**OBJECTIF DE LA TÂCHE**
Dans la critique de L'Étrange disparition d'Esme Lennox, où Esme est-elle née ?

**EXTRAIT PRÉSENTÉ**
La vraie vie, la vie enfin découverte et éclaircie, la seule vie par conséquent réellement vécue, c'est la littérature.



vendredi 5 août 2016

Peut-être devrait-elle dire un mot.

Maggie O’Farrell, L’Étrange disparition d’Esme Lennox, traduit de l’anglais par Michèle Valencia, parution originale 2006.

Une sombre histoire de femmes.

Nous suivons deux fils principaux. Tout d’abord, les pensées d’Esme, née en Inde britannique, dont la famille rejoint l’Écosse. Petite fille libre, trop sensible et trop rêveuse, farceuse, ne voulant pas se marier, souhaitant étudier, mais dans une famille très corsetée, dans un milieu où ces femmes-là sont brisées. Quelques dizaines d’années plus tard, nous retrouvons Iris, petite-nièce d’Esme qui découvre une femme âgée ayant passé l’essentiel de sa vie dans un asile. Elles se parlent un peu certes, mais le lecteur suit surtout leurs souvenirs de famille réciproques. Entre les deux, s’intercalent les pensées marmonnées de Kitty, la sœur d’Esme.
Un roman très prenant. Si le lecteur comprend assez rapidement la ligne générale du récit, les détails les plus sinistres et sordides ne lui apparaissent que progressivement, au point où la tentation de la relecture existe pour comprendre certaines allusions. C’est surtout le beau portrait d’une petite fille et d’une jeune femme brisée par cette épouvantable société hostile à tout ce qui n’est pas une digne mère de famille. Kitty et Esme ne sont pas monolithiques. Elles s’aiment, sont complices, s’agacent, sont rivales et leurs sentiments sont ambivalents.

**MATÉRIEL FOURNI**
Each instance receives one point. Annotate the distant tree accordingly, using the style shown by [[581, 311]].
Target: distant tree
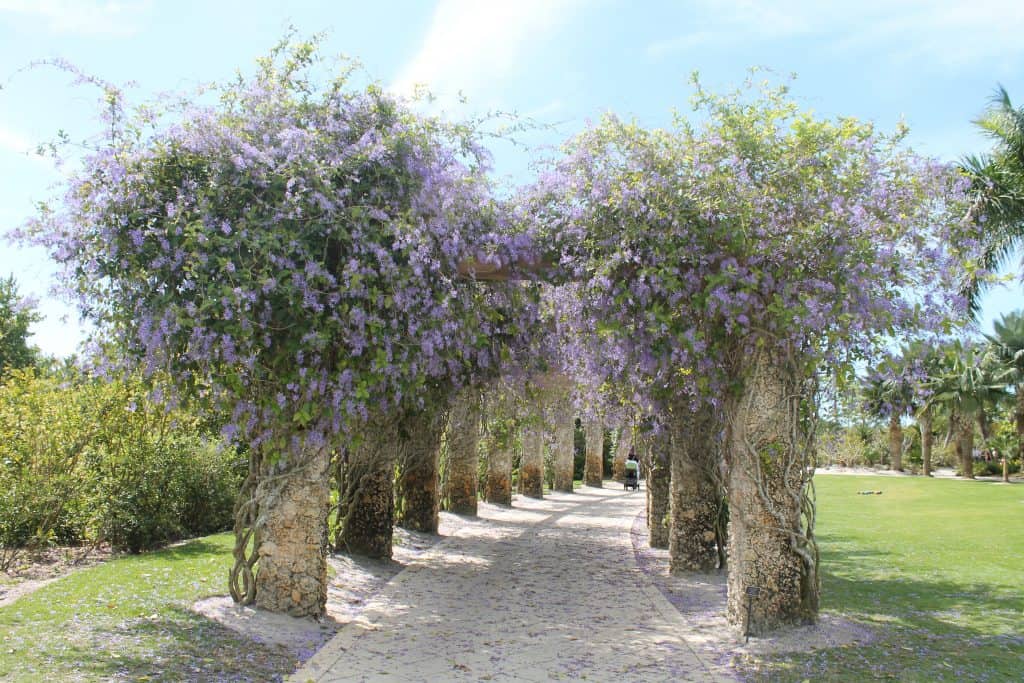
[[997, 184], [967, 385], [1008, 345], [16, 314], [889, 395]]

**RÉSULTAT**
En Inde britannique.